Task instructions
Please copy out the following lines word for word, leaving nothing out and changing nothing.

>> start Supplied data

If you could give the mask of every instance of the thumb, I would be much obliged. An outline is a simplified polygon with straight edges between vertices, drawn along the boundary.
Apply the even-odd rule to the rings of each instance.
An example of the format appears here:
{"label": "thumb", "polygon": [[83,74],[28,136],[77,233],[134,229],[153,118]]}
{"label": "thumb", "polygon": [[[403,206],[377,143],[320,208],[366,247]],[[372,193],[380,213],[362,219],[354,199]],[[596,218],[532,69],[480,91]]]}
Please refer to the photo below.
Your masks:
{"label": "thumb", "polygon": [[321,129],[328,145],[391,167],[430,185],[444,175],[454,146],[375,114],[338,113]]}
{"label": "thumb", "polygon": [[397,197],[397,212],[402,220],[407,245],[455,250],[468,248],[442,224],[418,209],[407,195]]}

>> end Supplied data

Expected answer
If you could give the mask of every instance of the thumb, I would be much obliged. An outline is a simplified polygon with straight edges between vertices, drawn along the boundary.
Apply the even-odd rule to the rings of each instance.
An example of the format appears here:
{"label": "thumb", "polygon": [[83,74],[28,136],[77,233],[134,229],[153,118]]}
{"label": "thumb", "polygon": [[[403,206],[377,143],[320,208],[366,247]],[[372,193],[380,213],[362,219],[354,199]],[[596,218],[532,69],[480,91]]]}
Please refer to the photo below.
Your masks:
{"label": "thumb", "polygon": [[321,129],[328,145],[391,167],[430,185],[444,175],[454,146],[375,114],[338,113]]}
{"label": "thumb", "polygon": [[397,197],[397,212],[402,220],[407,245],[455,250],[468,248],[442,224],[418,209],[407,195]]}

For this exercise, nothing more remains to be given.